= TEXTO DE LA PÁGINA =
::::

Durante un tiempo mi papá supo trabajar en una fábrica de muebles escolares de nombre Albano. En Ramos Mejía, en la calle Alvarado y Necochea. Hasta ahí mi viejo sabía ir en el Dos cuarenta y dos. Alguna vez pude verla desde el mismo colectivo. Eso recuerdo. Que me la señalara desde la ventana del bondi, en movimiento. Ver la persiana baja. Cerrada. Seguro porque era un sábado o domingo. Y si era un sábado, los obreros de Albano se juntaban igual. Pero para jugar a la pelota. Y disputar el que en aquel entonces para mí era el clásico de clásicos: nada de la selección argentina y Brasil, un Boca-River o Morón/El Brown; el partido en el que se jugaba el todo por el todo era el de Solteros contra Casados.

Al fútbol, de chico, lo entendí como un juego antes que ser “hincha de”. Porque era de lo que más se veía ahí en donde crecí. Los fines de semana se organizaban campeonatos relámpagos que arrancaban bien temprano y que cuando ya estaba anocheciendo debían de terminar porque en los potreros de La Chanchería no había iluminación artificial. Muy diferentes a los campeonatos de penales en la Villa De La Curva, que se largaban a la medianoche del viernes cuando oficialmente se convertían en sábados;  con un par de portalámparas sostenidas por gente al costado del arco y un pasillo de personas invadiendo el área sin que eso intimidara ni al arquero ni al ejecutor del penal. Me encantaba ver jugar al fútbol en Los Pinos. Y jugarlo.

En el barrio La Fragata, en Carrillo y Los Incas, en los campos de deporte de la Iglesia San Roque; los curas no les cobraban ni a los obreros ni a los colectiveros para que los usaran una vez al mes. Que era cuando los de Albano jugaban su superclásico. Que para mí era súper por una condición que detallaremos más tarde. La cuestión es que mi viejo siempre volvía roto y contento. Y, mientras se tomaba un matecocido, nos contaba cómo había estado el partido. Si había ganado. Si le había tocado perder. No recuerdo ni una vez que haya mencionado el empate.

::::

= REGISTROS =
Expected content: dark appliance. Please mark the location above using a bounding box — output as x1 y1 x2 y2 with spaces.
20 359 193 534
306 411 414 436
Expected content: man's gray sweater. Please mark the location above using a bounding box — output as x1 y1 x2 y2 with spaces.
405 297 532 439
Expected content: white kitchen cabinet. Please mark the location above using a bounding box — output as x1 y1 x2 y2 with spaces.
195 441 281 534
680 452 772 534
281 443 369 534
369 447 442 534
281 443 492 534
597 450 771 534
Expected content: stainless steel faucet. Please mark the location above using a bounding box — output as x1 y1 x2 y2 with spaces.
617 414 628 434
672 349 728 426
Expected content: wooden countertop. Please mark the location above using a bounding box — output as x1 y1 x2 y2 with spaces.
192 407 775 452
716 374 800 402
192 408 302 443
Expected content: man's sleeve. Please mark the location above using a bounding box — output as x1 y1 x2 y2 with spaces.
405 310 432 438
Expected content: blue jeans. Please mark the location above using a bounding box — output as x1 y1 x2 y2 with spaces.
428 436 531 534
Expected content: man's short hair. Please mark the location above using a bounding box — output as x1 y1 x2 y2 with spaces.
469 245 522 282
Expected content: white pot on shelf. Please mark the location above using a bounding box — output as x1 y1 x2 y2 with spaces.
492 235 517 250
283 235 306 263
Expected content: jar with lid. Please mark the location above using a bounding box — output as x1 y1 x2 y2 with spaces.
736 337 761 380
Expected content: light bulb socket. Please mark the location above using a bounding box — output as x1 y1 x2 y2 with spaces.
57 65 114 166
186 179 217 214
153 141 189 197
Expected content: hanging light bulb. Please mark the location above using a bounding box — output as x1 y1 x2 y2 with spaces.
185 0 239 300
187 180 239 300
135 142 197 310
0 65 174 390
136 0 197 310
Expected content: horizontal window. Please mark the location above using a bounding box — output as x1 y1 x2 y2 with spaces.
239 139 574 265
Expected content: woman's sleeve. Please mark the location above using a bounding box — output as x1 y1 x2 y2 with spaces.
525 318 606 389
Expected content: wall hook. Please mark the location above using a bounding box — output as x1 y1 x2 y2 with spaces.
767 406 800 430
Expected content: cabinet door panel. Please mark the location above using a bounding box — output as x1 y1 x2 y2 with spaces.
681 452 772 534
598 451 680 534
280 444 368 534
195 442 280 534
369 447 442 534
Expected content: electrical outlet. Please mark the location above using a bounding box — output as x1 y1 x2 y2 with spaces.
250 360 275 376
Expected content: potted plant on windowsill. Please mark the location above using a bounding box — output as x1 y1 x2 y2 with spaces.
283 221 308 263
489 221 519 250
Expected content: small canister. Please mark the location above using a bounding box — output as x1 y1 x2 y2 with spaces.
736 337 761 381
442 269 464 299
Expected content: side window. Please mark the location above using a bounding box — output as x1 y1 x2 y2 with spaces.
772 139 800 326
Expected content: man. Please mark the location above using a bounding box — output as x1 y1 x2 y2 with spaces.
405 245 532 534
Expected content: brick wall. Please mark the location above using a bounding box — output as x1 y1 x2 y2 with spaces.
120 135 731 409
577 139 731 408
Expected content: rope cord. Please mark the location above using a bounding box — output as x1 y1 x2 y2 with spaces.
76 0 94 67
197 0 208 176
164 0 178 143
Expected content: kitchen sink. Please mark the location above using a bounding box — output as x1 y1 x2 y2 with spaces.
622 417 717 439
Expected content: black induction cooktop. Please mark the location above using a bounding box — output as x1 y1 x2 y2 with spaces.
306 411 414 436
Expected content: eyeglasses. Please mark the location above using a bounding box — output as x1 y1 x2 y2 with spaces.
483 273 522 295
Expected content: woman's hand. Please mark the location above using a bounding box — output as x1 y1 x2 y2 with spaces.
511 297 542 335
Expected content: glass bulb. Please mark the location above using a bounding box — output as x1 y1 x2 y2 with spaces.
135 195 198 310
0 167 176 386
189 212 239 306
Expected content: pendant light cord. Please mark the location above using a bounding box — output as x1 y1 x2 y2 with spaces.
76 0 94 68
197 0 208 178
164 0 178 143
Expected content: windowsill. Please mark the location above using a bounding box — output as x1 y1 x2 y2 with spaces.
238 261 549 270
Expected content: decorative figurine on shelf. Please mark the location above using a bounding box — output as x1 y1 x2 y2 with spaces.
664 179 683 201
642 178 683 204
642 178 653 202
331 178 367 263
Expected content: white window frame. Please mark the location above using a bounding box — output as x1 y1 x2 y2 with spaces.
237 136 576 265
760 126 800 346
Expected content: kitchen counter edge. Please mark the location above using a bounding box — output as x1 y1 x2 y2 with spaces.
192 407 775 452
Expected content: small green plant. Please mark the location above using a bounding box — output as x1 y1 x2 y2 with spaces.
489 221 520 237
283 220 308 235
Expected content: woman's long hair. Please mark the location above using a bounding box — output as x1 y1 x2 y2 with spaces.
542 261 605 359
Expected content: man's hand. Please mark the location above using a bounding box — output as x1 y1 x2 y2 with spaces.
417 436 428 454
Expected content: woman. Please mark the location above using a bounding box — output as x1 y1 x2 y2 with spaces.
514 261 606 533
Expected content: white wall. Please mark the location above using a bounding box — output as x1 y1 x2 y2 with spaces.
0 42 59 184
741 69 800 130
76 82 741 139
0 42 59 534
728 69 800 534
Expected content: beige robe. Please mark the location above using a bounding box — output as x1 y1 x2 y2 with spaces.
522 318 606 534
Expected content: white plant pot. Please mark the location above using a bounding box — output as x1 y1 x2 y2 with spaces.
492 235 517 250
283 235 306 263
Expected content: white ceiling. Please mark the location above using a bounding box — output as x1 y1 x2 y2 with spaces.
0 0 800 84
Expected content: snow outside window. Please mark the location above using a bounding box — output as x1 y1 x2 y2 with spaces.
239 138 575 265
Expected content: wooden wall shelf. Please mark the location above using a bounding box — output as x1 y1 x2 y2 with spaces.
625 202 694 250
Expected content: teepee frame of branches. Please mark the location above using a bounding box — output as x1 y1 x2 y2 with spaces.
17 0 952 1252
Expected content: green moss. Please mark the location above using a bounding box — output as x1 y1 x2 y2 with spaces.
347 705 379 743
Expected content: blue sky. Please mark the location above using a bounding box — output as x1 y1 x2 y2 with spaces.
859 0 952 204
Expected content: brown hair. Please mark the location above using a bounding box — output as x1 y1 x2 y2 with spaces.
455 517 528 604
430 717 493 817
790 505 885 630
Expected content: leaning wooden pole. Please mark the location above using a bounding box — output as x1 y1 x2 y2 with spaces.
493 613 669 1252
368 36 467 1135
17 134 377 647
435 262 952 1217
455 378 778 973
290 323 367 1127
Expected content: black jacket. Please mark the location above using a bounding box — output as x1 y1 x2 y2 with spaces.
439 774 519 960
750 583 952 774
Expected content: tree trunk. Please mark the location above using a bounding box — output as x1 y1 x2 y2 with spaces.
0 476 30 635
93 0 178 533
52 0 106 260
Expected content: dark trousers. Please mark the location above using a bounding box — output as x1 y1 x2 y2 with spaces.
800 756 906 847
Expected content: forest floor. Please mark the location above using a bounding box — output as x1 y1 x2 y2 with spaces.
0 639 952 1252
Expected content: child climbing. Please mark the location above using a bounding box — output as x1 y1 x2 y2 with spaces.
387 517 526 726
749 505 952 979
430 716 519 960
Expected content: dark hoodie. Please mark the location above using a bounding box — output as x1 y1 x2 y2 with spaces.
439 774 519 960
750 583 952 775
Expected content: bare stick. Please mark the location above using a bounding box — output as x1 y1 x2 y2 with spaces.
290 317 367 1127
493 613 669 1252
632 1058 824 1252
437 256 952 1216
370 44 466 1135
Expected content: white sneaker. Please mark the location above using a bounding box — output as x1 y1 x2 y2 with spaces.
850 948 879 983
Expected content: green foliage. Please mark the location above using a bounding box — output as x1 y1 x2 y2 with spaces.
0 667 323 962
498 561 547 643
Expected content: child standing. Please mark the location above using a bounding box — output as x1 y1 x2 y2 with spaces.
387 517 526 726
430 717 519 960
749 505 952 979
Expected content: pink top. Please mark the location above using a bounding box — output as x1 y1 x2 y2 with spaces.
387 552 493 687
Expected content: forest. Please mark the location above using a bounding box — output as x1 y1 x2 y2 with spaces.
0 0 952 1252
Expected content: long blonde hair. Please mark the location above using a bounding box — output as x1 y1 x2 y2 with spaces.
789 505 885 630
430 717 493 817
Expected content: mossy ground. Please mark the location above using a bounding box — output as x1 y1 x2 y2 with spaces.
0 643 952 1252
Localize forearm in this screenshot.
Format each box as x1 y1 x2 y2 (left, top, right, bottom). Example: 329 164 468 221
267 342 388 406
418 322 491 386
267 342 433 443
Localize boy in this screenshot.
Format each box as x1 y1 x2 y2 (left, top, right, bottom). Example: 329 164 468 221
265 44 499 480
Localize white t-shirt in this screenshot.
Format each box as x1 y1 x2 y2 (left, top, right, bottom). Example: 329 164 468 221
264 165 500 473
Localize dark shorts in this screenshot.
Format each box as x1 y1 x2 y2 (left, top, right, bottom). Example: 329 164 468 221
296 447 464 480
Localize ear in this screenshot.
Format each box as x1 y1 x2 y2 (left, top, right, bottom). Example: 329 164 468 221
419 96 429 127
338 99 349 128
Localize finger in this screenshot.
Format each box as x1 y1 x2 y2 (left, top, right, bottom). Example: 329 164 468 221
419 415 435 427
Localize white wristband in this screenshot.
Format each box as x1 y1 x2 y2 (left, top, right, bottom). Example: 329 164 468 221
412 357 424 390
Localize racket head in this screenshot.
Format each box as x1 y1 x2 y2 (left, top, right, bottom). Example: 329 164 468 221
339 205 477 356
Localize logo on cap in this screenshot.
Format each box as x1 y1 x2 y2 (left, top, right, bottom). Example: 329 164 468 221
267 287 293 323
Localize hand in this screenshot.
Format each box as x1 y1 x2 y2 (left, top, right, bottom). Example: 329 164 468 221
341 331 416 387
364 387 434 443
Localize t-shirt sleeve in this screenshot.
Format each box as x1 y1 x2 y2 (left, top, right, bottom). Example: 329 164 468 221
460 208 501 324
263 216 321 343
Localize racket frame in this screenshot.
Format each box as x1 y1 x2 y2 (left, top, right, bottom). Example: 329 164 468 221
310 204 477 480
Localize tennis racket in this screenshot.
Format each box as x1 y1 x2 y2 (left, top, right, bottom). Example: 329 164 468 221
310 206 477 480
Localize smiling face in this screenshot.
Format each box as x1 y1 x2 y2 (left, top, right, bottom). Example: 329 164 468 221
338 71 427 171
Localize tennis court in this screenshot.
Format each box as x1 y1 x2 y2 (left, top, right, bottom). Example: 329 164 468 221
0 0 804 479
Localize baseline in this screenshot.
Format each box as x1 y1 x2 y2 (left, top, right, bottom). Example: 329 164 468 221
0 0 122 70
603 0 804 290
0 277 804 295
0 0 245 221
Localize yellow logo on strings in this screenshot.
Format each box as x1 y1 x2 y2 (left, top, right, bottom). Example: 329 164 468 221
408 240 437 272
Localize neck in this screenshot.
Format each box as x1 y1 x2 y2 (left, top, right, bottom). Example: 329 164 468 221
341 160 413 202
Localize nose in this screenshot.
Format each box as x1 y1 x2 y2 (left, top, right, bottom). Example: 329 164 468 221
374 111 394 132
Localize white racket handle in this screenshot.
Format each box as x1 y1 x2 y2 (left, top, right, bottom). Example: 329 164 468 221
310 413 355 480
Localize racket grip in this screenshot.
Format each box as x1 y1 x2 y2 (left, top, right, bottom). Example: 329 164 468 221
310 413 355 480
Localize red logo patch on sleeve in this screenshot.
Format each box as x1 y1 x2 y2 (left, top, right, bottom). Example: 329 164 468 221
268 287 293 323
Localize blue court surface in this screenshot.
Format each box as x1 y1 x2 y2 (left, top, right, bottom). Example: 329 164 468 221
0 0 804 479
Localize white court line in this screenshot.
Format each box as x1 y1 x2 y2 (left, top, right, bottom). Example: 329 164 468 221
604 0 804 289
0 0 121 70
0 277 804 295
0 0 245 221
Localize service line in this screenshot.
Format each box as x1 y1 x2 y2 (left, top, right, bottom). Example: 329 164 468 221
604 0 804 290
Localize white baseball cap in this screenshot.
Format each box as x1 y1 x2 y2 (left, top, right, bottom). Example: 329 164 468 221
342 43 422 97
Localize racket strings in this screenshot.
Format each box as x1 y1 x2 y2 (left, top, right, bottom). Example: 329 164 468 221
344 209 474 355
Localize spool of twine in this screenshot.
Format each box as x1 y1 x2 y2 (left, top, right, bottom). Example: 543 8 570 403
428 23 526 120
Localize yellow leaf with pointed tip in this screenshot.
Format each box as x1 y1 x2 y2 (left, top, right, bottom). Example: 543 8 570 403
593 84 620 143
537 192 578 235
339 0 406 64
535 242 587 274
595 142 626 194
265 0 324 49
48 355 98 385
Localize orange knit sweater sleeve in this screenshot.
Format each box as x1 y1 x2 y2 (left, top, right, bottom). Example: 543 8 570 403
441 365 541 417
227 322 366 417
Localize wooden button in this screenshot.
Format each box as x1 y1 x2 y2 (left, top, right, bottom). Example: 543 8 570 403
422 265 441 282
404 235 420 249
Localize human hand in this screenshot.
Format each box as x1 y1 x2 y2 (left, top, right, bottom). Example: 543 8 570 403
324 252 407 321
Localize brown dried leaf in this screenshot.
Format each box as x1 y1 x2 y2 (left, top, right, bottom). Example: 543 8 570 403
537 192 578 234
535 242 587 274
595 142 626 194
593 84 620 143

::::

= EJERCICIOS PROPUESTOS =
#1 Reescribe como lista breve el párrafo del relato sobre la fábrica Albano y el fútbol que empieza con «En el barrio La Fragata», conservando sus datos principales.
#2 Retoma el relato sobre la fábrica Albano y el fútbol donde termina y escribe un párrafo más.

= EJERCICIOS RESUELTOS =
#1
- El partido se jugaba en el barrio La Fragata, en Carrillo y Los Incas, en los campos de deporte de la Iglesia San Roque.
- Los curas no les cobraban ni a los obreros ni a los colectiveros por usarlos una vez al mes.
- En esa fecha los de Albano jugaban su superclásico, que para el narrador era «súper» por una condición que se explica más tarde.
- El padre volvía siempre roto y contento.
- Mientras tomaba un matecocido, contaba cómo había estado el partido: si había ganado o si le había tocado perder.
- El narrador no recuerda que alguna vez haya mencionado el empate.

#2
De nombres –más bien apodos- en mi familia los teníamos bien calados a sus compañeros. Pero era a uno solo al que conocíamos en persona: a la Pepona, que manejaba el flete de la fábrica y que con mi papá sabían hacer los repartos. Cada vez que podían pasaban por mi casa a almorzar. Porque a la Pepona –a quién no- le encantaban las empanadas de mi mamá. La Pepona era bien fachero. Porte de jugador de la época. Como el Trinche, mostacho y pelo largo. Más rubión. Rubio oscuro. Tenía toda la onda. Y a mi hermano y a mí nos hacía reír tanto como a mi viejo laburar con él. Solo hablaba de fútbol y de la Sapoteca de San Justo adonde sabía ir a patear rocanrol. Claramente la Pepona era un modelo a seguir antes de que llegaran a mi vida Patrick Swayze, Jon Bon Jovi y Claudio Paul Caniggia –también sobre un detalle de este último ahondaremos más tarde.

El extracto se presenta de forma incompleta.